== WRITTEN PROBLEM ==
Output the lines of the material below verbatim, from the line containing "Note for the class: annotate every instance of the clear" through the end of the material, both ends included. Omit the pictures from your output.

(Dataset rows)

——————

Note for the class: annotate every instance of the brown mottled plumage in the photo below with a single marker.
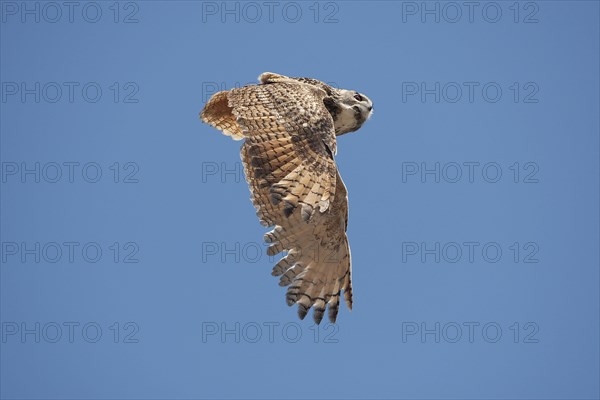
(290, 127)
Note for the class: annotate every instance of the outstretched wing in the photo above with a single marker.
(289, 165)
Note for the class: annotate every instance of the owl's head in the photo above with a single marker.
(349, 109)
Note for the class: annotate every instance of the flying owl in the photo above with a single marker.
(289, 127)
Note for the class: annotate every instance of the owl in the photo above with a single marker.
(289, 127)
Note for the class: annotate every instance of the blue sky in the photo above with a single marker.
(132, 263)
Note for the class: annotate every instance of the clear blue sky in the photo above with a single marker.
(130, 250)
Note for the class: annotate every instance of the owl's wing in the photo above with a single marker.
(289, 165)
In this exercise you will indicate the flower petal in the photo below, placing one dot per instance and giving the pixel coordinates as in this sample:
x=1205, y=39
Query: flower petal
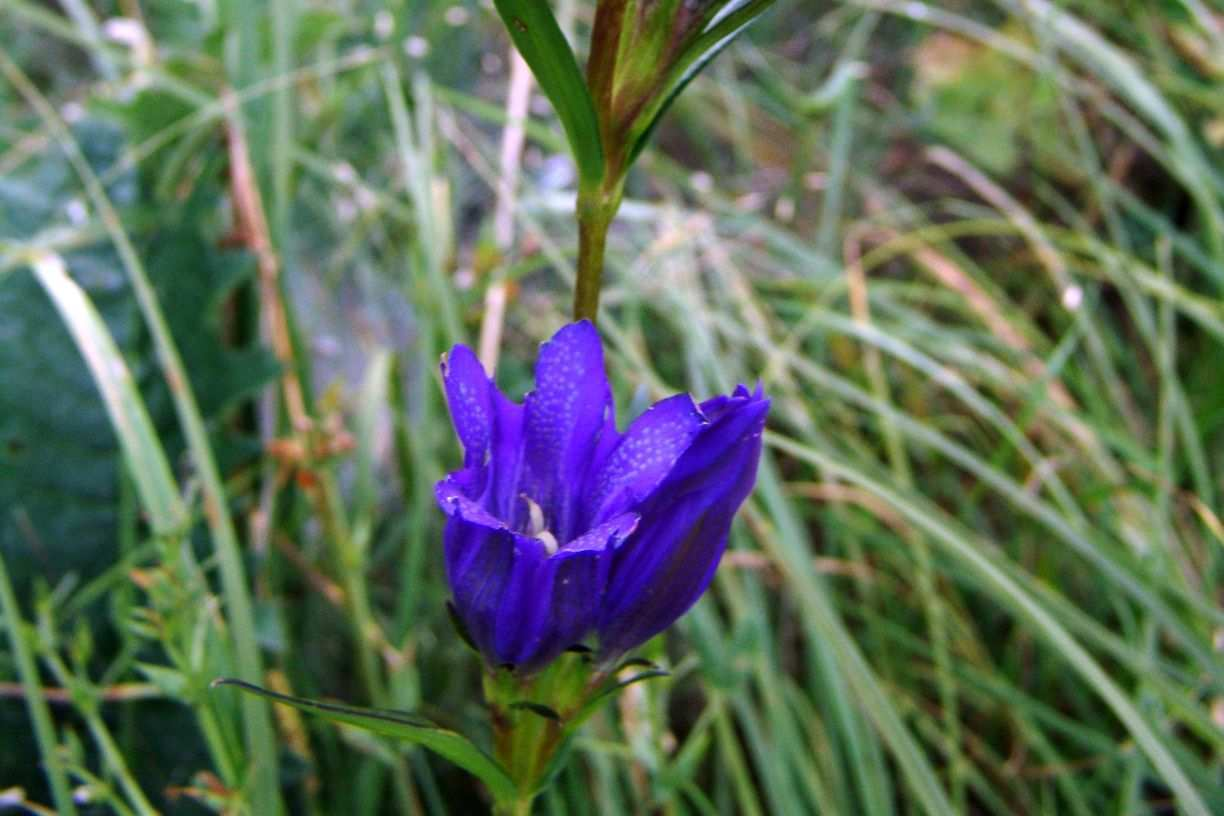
x=562, y=422
x=667, y=564
x=520, y=604
x=470, y=396
x=644, y=456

——————

== RIGHT ANSWER ==
Note for the class: annotate every instance of the clear blue sky in the photo above with a single marker.
(130, 250)
Note for the class: annotate every instance of the owl's wing in the photo above with a single marker.
(289, 165)
In this exercise you will indicate the flower petal in the photo below, placing one dot per instance and giving the pixel coordinates as in this sample:
x=1205, y=39
Query: flower petal
x=562, y=422
x=667, y=564
x=520, y=604
x=470, y=396
x=644, y=456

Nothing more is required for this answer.